──────── Source passage ────────

“Drink a lot of water even before you feel thirsty or in quantities indicated by your doctor.” (Gouvernement du Québec, Heatwave, 2007)
For those who are extremely hot (as a result of environmental conditions or strenuous exercise), the single most important precaution they can take to prevent the development of a heat-related illness (apart from getting out of the heat, for those who are environmentally exposed) is to maintain the body’s water level.1 The best way to do this is to drink water at a rate equivalent to its loss.2
Currently, many public messages, recommending the appropriate quantity and frequency of water consumption during extreme heat, are often confusing or misleading.3
Under conditions of extreme body heat, the major thermoregulatory mechanism (method the body uses to keep its core temperature within acceptable limits) is sweating. In fact, approximately 90% of the body’s ability to cool itself relies on the evaporation of sweat from the body.4 This translates into a considerable cooling effect.

──────── Available data ────────

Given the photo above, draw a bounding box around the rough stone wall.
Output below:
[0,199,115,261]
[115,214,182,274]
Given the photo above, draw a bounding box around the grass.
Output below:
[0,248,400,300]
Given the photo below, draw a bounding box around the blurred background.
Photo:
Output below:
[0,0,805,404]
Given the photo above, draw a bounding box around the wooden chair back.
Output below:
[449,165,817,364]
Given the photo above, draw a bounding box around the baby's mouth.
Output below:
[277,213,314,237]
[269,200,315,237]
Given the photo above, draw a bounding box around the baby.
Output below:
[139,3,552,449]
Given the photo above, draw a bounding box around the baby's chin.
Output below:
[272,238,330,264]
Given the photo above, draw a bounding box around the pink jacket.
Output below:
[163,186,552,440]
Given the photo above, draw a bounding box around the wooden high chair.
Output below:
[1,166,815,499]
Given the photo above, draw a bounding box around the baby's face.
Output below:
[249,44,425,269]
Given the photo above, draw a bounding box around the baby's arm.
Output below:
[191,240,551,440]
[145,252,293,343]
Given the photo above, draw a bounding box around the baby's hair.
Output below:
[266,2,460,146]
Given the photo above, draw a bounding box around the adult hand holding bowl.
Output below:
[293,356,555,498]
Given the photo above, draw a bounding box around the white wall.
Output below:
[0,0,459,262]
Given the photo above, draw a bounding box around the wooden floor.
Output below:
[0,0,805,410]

────────

Prompt -> From the passage above on drinking water in extreme heat, reproduce word for word the section starting at "For those who are extremely" and ending at "considerable cooling effect.".

Solution for this problem ->
For those who are extremely hot (as a result of environmental conditions or strenuous exercise), the single most important precaution they can take to prevent the development of a heat-related illness (apart from getting out of the heat, for those who are environmentally exposed) is to maintain the body’s water level.1 The best way to do this is to drink water at a rate equivalent to its loss.2
Currently, many public messages, recommending the appropriate quantity and frequency of water consumption during extreme heat, are often confusing or misleading.3
Under conditions of extreme body heat, the major thermoregulatory mechanism (method the body uses to keep its core temperature within acceptable limits) is sweating. In fact, approximately 90% of the body’s ability to cool itself relies on the evaporation of sweat from the body.4 This translates into a considerable cooling effect.